What you should do
Scale the entries below, from the start through the line that contains "[(392, 517), (92, 516)]", and write those lines out again, requests included. Multiply every coordinate in the answers by 0.35 and round to whole numbers, halves up, but leave the numbers in the requests unchanged and omit the pictures.

Data for this task
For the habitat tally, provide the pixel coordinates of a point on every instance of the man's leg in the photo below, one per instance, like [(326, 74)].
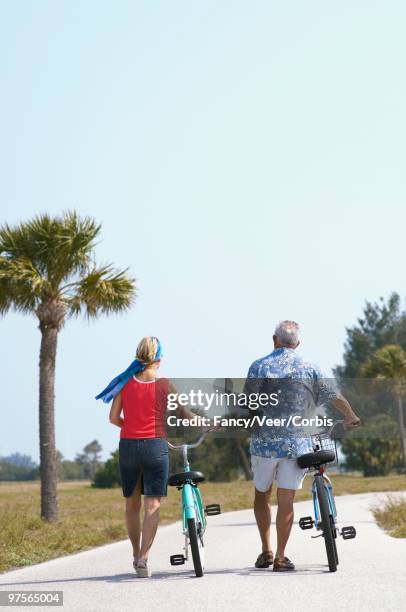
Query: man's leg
[(262, 511), (133, 518), (284, 519), (150, 524)]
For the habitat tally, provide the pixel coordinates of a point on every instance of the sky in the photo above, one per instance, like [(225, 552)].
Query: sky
[(246, 161)]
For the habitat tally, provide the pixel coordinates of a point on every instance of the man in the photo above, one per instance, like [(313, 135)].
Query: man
[(273, 451)]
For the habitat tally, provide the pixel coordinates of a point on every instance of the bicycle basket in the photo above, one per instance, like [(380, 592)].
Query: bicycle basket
[(324, 442)]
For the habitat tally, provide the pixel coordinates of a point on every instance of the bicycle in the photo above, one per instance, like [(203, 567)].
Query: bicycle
[(193, 512), (325, 513)]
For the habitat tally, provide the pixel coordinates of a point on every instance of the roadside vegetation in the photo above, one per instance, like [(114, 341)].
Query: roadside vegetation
[(392, 517), (92, 516)]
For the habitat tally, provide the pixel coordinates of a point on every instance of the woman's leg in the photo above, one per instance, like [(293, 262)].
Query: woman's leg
[(150, 524), (133, 518)]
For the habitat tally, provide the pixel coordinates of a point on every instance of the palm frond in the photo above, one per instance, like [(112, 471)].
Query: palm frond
[(102, 291), (58, 247), (21, 286)]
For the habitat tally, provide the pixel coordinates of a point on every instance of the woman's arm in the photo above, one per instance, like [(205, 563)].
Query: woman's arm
[(115, 411)]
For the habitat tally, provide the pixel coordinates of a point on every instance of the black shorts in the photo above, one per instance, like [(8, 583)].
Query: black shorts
[(146, 460)]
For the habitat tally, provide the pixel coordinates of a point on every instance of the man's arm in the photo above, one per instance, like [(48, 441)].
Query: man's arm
[(115, 411), (343, 406)]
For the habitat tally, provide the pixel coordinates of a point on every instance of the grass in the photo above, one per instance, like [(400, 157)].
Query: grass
[(91, 517), (392, 517)]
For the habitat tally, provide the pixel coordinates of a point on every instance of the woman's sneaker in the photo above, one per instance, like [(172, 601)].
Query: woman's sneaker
[(142, 569), (283, 565)]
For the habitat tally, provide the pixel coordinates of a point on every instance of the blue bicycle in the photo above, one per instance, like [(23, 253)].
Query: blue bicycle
[(325, 513), (193, 511)]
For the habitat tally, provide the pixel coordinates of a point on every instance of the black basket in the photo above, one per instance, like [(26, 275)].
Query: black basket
[(324, 442)]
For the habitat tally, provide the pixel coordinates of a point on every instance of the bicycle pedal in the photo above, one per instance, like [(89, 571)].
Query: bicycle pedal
[(306, 522), (348, 533), (177, 559), (212, 509)]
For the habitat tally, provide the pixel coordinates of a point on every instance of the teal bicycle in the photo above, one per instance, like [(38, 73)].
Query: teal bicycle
[(325, 512), (193, 512)]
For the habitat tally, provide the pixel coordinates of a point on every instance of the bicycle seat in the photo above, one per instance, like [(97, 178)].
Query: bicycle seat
[(177, 480), (316, 458)]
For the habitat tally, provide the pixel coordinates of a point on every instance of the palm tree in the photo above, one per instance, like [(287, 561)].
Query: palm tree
[(389, 362), (47, 268)]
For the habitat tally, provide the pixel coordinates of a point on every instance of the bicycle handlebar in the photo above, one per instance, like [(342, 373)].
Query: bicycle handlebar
[(329, 432), (194, 445)]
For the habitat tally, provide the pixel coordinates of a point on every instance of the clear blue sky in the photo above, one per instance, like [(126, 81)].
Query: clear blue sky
[(246, 159)]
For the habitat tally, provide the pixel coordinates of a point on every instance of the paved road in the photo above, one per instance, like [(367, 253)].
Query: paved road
[(371, 574)]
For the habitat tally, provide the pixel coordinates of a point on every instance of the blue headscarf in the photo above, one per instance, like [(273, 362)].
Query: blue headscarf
[(114, 387)]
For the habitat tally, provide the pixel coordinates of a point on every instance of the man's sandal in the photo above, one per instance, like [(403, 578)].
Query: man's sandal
[(265, 559), (283, 565)]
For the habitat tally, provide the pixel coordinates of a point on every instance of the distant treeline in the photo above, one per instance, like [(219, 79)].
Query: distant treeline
[(18, 467)]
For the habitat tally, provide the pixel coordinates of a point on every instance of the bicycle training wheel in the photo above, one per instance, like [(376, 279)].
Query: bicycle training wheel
[(326, 525), (196, 547)]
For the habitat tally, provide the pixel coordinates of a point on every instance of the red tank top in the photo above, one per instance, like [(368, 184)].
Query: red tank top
[(144, 406)]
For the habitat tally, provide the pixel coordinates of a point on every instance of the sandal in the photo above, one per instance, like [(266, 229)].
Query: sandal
[(265, 559), (142, 569), (283, 565)]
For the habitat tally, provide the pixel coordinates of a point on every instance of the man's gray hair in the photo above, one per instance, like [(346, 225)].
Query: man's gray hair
[(287, 333)]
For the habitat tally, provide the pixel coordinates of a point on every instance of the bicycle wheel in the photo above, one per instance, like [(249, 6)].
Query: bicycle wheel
[(326, 524), (196, 547)]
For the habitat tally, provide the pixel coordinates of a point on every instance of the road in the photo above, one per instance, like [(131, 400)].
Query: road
[(371, 575)]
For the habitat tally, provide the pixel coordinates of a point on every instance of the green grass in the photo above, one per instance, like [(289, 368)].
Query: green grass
[(90, 517), (392, 517)]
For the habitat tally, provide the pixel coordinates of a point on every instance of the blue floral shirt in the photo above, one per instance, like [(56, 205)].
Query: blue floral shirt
[(300, 386)]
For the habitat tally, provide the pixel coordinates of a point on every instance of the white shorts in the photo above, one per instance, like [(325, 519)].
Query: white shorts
[(284, 470)]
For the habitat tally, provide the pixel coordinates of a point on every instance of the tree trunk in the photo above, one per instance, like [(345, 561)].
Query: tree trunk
[(48, 459), (402, 426)]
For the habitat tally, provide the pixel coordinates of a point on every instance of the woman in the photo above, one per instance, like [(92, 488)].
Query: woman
[(143, 451)]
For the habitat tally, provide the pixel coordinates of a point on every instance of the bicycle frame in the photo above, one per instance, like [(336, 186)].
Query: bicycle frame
[(191, 499), (329, 490)]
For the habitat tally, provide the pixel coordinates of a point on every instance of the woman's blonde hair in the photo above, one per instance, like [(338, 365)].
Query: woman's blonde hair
[(146, 350)]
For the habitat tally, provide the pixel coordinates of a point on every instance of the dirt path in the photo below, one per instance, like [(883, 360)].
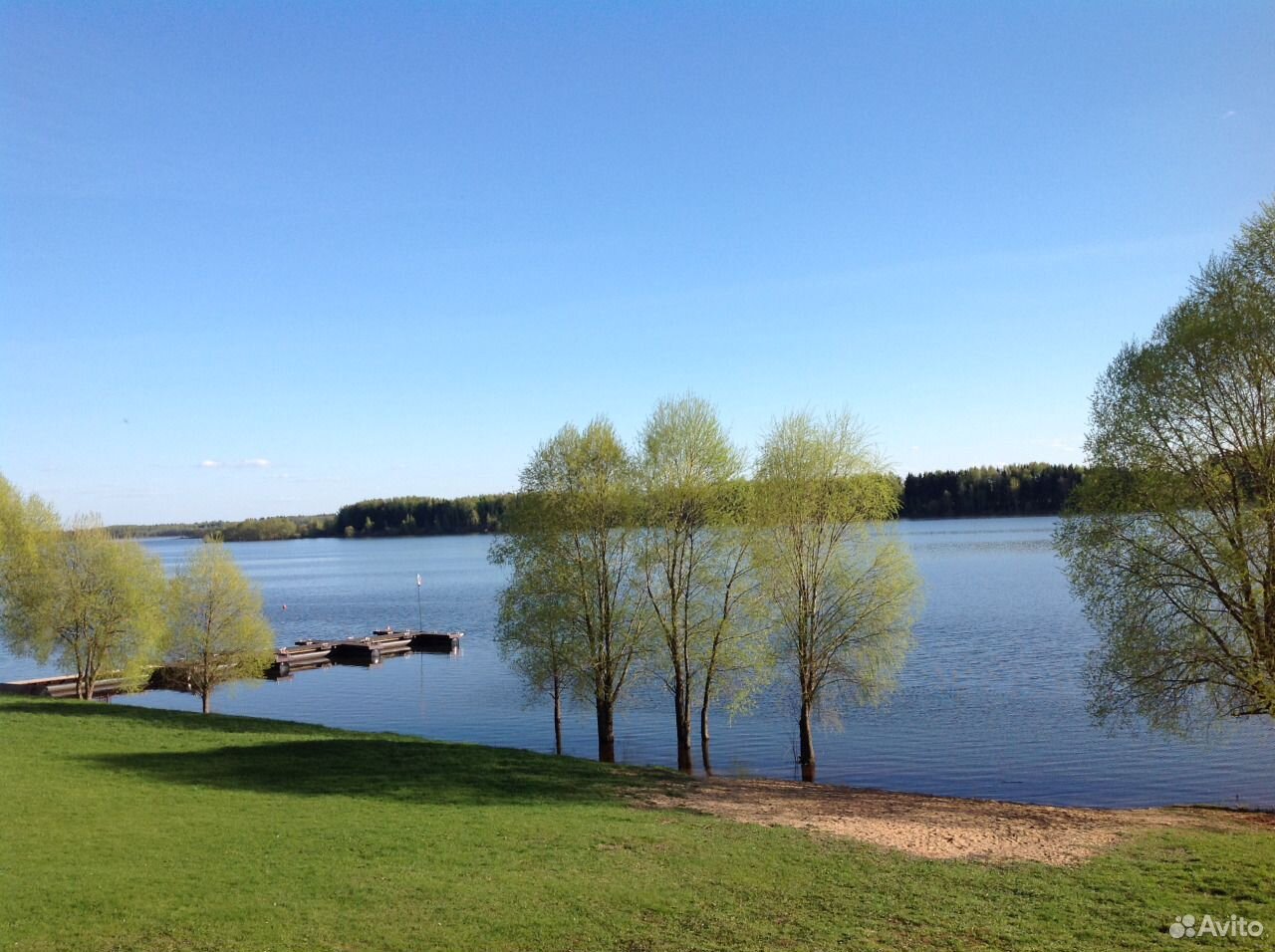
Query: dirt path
[(936, 828)]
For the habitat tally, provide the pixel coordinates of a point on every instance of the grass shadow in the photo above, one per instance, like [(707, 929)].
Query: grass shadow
[(328, 762), (155, 716), (400, 770)]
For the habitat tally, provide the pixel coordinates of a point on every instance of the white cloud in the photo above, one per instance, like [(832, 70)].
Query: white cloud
[(239, 464)]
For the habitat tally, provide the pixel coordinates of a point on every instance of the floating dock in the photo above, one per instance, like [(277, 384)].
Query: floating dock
[(304, 655), (308, 652)]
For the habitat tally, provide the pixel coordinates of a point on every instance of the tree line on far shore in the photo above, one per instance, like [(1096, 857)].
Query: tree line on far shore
[(1019, 490)]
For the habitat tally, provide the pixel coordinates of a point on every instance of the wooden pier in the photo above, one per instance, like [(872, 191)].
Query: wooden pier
[(308, 652), (304, 655)]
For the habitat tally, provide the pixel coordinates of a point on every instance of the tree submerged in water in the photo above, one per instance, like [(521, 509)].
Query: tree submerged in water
[(1170, 539)]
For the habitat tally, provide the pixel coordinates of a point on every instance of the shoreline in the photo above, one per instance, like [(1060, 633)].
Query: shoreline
[(945, 828)]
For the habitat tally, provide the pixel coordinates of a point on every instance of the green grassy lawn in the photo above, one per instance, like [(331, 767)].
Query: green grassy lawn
[(128, 829)]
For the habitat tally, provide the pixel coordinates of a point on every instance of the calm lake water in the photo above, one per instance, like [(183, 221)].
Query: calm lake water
[(989, 704)]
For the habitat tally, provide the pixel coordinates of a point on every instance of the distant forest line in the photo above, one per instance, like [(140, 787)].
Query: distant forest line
[(1025, 490)]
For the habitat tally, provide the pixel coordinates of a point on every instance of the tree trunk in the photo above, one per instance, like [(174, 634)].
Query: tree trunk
[(682, 713), (704, 739), (807, 745), (606, 732), (558, 718)]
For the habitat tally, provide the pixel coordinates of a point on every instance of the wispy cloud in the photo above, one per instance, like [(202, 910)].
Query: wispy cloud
[(236, 464)]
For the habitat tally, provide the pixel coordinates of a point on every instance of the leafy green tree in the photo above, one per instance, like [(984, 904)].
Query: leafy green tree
[(1170, 538), (30, 532), (842, 588), (91, 602), (534, 631), (219, 631), (693, 559), (573, 525)]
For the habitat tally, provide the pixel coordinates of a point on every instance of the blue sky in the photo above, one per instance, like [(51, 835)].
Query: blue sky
[(273, 258)]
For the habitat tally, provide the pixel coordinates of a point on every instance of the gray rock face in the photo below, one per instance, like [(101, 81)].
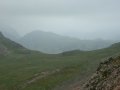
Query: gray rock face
[(107, 76)]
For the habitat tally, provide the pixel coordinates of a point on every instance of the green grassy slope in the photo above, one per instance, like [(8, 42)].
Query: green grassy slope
[(22, 69)]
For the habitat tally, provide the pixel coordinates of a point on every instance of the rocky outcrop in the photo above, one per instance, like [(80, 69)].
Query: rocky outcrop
[(107, 76)]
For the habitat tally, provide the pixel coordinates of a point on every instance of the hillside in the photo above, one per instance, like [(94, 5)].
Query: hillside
[(23, 69), (48, 42), (107, 76)]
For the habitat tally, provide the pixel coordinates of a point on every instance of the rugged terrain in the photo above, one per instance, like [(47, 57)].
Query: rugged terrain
[(23, 69), (107, 76)]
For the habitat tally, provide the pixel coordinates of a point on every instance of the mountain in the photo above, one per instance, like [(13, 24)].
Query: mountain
[(107, 76), (48, 42), (9, 32), (23, 69)]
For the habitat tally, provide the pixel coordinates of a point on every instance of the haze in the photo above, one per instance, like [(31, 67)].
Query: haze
[(84, 19)]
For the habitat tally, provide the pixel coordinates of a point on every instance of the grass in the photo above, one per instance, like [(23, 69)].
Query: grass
[(20, 65)]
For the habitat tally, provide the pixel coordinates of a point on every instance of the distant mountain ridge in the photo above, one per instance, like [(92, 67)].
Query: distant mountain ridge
[(52, 43), (48, 42)]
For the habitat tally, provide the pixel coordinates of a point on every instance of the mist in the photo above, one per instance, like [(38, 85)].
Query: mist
[(88, 19)]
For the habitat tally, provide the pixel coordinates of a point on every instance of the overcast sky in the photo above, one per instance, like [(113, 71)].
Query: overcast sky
[(86, 19)]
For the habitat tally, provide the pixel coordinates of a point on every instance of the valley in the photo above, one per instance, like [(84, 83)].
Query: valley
[(23, 69)]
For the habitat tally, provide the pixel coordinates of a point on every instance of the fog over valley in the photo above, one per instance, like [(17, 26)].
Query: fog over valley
[(83, 19)]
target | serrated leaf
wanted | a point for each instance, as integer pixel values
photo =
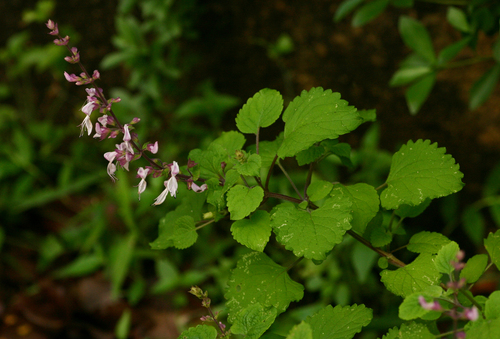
(261, 110)
(339, 322)
(319, 189)
(242, 200)
(457, 18)
(417, 93)
(416, 37)
(253, 321)
(420, 171)
(410, 331)
(407, 211)
(404, 76)
(445, 256)
(309, 155)
(312, 234)
(300, 331)
(199, 332)
(482, 88)
(492, 245)
(492, 306)
(251, 167)
(258, 279)
(369, 12)
(365, 204)
(474, 268)
(410, 308)
(314, 116)
(253, 233)
(427, 242)
(345, 8)
(414, 277)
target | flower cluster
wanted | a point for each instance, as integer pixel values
(108, 126)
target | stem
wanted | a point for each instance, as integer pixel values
(290, 180)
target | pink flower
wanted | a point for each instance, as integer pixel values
(171, 185)
(142, 173)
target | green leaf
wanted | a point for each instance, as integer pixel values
(492, 306)
(251, 167)
(261, 110)
(416, 37)
(487, 329)
(427, 242)
(314, 116)
(345, 8)
(420, 171)
(242, 200)
(407, 211)
(492, 245)
(309, 155)
(483, 87)
(410, 308)
(300, 331)
(409, 331)
(445, 256)
(457, 18)
(319, 189)
(253, 233)
(369, 12)
(414, 277)
(449, 52)
(474, 268)
(339, 322)
(473, 225)
(258, 279)
(365, 204)
(199, 332)
(406, 75)
(312, 234)
(253, 321)
(417, 93)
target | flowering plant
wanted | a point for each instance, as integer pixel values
(236, 185)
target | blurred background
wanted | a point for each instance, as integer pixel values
(75, 260)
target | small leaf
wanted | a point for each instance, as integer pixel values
(410, 331)
(253, 233)
(483, 87)
(416, 37)
(242, 200)
(313, 233)
(345, 8)
(408, 211)
(258, 279)
(314, 116)
(427, 242)
(445, 256)
(253, 321)
(457, 18)
(369, 12)
(261, 110)
(420, 171)
(339, 322)
(474, 268)
(492, 245)
(417, 93)
(199, 332)
(404, 76)
(414, 277)
(300, 331)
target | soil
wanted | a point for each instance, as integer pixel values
(357, 62)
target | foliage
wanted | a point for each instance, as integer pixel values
(419, 70)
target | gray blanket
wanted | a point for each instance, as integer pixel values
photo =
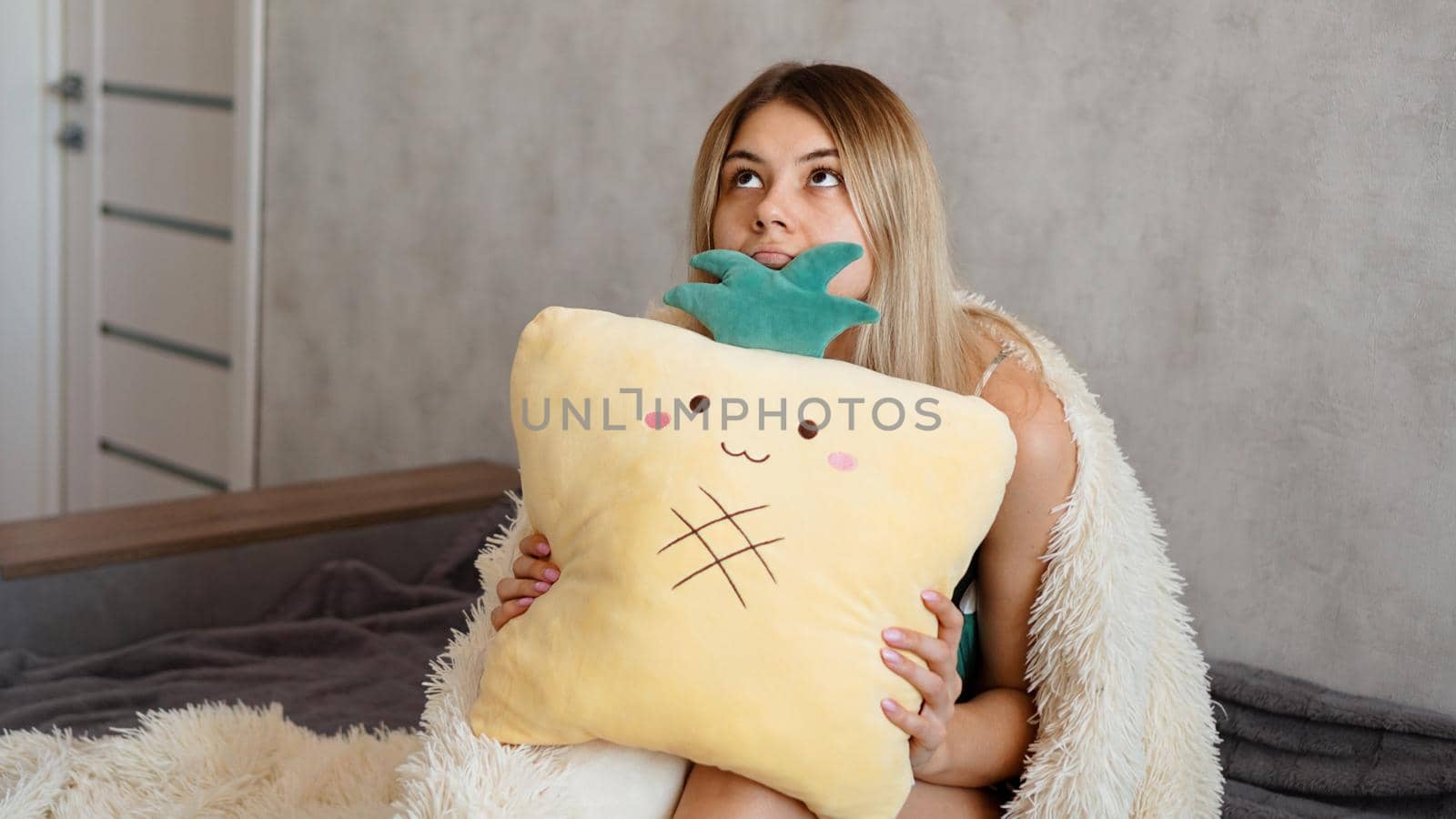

The solution
For the habitat tally, provide the pixel coordinates of a point on every instance of the man's leg in the photo below, one per instance, like [(326, 74)].
Query: man's leg
[(92, 179), (47, 181), (99, 182), (53, 183)]
For the habitat tally, provide the pixel coordinates of a point on every instance of the sky in the photo above, one per instance, like [(225, 552)].
Query: sky
[(86, 56)]
For the habitat tally, provide the pixel coordinates of a point on every instance of the man in the photo above, one per instance, like [(313, 135)].
Query: man
[(96, 158)]
For the habitat tally, provide the pixel coordinates of a point on every instance of the bicycle basket in the photo above, one per instance, like [(380, 592)].
Query: bicycle basket
[(113, 155)]
For the habitat tally, provide the pixel coordinates of a point on every instance of the bicycle in the photo above, one per instance, like [(203, 567)].
Query: bicycle
[(68, 179), (114, 180)]
For the habitat tally, provide the pixel coordinates of a point on every instance of the roadside vegetation in the photo above, one per instance, like [(114, 341)].
Query: roadside vegetation
[(137, 181), (32, 181)]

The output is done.